** Opening Records provided block **
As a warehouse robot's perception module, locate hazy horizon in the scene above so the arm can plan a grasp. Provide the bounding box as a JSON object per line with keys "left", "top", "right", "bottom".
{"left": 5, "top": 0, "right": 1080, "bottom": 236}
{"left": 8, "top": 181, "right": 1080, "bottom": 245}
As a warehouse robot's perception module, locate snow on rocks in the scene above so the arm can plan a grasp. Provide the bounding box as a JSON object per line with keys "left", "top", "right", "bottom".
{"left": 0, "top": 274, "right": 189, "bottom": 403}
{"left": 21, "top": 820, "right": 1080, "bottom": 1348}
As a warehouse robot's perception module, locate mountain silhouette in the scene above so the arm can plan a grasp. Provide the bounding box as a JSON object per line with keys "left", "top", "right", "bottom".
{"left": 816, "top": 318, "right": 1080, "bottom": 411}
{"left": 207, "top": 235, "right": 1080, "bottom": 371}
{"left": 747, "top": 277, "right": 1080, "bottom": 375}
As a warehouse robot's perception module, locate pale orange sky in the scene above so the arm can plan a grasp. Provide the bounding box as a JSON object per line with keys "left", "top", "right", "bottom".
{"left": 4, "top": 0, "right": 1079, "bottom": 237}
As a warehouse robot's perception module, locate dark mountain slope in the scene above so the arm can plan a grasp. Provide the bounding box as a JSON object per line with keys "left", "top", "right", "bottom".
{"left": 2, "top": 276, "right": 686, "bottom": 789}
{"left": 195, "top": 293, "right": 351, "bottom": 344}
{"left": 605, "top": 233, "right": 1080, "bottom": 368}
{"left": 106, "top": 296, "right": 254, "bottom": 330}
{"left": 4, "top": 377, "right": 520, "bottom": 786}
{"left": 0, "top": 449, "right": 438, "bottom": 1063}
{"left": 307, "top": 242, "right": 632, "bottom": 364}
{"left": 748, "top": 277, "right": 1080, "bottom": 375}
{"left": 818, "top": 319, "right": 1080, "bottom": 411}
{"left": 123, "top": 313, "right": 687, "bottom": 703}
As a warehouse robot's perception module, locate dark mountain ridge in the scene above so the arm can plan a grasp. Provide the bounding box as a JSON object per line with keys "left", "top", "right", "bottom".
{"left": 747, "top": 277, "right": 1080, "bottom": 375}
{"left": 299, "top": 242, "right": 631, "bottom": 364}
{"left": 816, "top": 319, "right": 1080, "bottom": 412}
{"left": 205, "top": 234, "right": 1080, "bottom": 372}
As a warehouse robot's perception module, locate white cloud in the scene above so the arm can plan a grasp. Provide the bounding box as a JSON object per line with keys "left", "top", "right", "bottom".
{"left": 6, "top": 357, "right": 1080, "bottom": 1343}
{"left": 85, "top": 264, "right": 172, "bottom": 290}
** Closing Records provided block **
Starting at the line that contains "dark mountain slope", write out every line through the end of the entries, exactly and with nothing added.

**Solution to this task:**
As a warehouse robot's perception module, locate dark mountain slope in the scene above so the arm can plan a grasp. Provide the bounding box as a JSON object per line with keys "left", "top", "right", "bottom".
{"left": 2, "top": 276, "right": 686, "bottom": 789}
{"left": 195, "top": 293, "right": 351, "bottom": 344}
{"left": 605, "top": 233, "right": 1080, "bottom": 368}
{"left": 106, "top": 296, "right": 254, "bottom": 330}
{"left": 4, "top": 377, "right": 520, "bottom": 786}
{"left": 0, "top": 449, "right": 438, "bottom": 1063}
{"left": 307, "top": 242, "right": 632, "bottom": 364}
{"left": 748, "top": 277, "right": 1080, "bottom": 375}
{"left": 818, "top": 319, "right": 1080, "bottom": 411}
{"left": 123, "top": 313, "right": 687, "bottom": 703}
As a warehouse robot's perception module, locate dark mountain ridge in the scene above so the arm can plan a grasp. Provide the bounding box as a JSON object per line with keys "left", "top", "right", "bottom".
{"left": 747, "top": 277, "right": 1080, "bottom": 375}
{"left": 299, "top": 242, "right": 631, "bottom": 364}
{"left": 816, "top": 319, "right": 1080, "bottom": 412}
{"left": 205, "top": 234, "right": 1080, "bottom": 372}
As a warehouse robot's perception module, locate white cloud in the scene above so the arm can plan a grasp. Provide the bounding box as a JSON object per line with keys "left", "top", "right", "bottom".
{"left": 6, "top": 357, "right": 1080, "bottom": 1343}
{"left": 85, "top": 264, "right": 172, "bottom": 290}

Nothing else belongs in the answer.